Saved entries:
**********

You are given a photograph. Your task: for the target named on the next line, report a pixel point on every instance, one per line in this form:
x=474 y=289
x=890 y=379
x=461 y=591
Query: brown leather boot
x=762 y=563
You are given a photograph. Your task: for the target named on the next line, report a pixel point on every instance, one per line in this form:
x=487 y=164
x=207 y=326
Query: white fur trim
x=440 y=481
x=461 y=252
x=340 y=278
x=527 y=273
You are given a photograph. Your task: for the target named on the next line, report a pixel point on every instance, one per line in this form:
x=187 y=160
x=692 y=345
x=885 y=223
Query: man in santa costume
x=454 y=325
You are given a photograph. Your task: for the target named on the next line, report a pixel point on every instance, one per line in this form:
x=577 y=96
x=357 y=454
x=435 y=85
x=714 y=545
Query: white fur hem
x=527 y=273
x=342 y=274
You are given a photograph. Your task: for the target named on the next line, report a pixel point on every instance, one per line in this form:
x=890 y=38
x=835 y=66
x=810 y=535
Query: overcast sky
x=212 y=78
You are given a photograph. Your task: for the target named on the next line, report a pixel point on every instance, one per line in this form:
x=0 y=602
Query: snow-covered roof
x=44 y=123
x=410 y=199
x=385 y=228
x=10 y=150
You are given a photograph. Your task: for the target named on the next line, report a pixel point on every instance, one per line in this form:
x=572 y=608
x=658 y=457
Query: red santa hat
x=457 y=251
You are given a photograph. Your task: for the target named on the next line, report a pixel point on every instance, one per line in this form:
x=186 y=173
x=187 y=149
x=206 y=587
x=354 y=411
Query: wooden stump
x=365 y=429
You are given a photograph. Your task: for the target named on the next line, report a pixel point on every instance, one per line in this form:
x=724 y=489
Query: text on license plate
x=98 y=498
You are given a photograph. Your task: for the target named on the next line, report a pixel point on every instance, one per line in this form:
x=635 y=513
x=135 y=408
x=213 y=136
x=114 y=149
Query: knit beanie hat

**********

• Prompt:
Take the records above and copy them out exactly.

• Task result:
You are given a photograph. Your task: for the target named on the next line, report a pixel point on every instance, one per line in this form:
x=474 y=289
x=890 y=379
x=461 y=591
Query: brown leather boot
x=762 y=563
You are given a photograph. Your task: for the target named on the next line, report a pixel point on every instance, one per line in this form:
x=487 y=164
x=207 y=326
Query: white fur trim
x=440 y=481
x=461 y=252
x=340 y=278
x=527 y=273
You are given a photograph. Your task: for the target named on the next line, report a pixel point on every instance, one per line in this form:
x=187 y=160
x=692 y=345
x=885 y=223
Query: man in santa costume
x=454 y=325
You are given a photograph. Your task: for the target named on the next line, report a pixel point on every instance, one per line in this form:
x=577 y=96
x=357 y=454
x=435 y=85
x=714 y=545
Query: white fur hem
x=527 y=273
x=342 y=274
You are given a photograph. Your task: for the target named on the next line, report a pixel point on every instance, one per line in this form:
x=890 y=38
x=835 y=66
x=810 y=535
Query: overcast sky
x=212 y=78
You are given a photograph. Your task: for the target named on the next line, report a pixel point on every instance, one per line in this form:
x=0 y=602
Query: snow-covered roof
x=44 y=123
x=410 y=199
x=385 y=228
x=10 y=150
You are given a photograph. Your task: for the target named on the next line, report a pixel point on every instance, one per line in this form:
x=572 y=608
x=658 y=457
Query: red santa hat
x=457 y=251
You are given a photograph. Your task: for the target named on the next line, report a pixel point on every instance, one per line in this form:
x=186 y=173
x=187 y=149
x=206 y=587
x=354 y=411
Query: wooden stump
x=365 y=429
You are given a photograph. Your task: for the target named on the next line, report a pixel point on every instance, one per line in this form:
x=724 y=489
Query: text on license plate
x=98 y=498
You are given a photograph. Your task: for the target named on the next line, report a pixel point on every instance, one per line in this form:
x=635 y=513
x=135 y=408
x=213 y=136
x=114 y=149
Query: knit beanie hat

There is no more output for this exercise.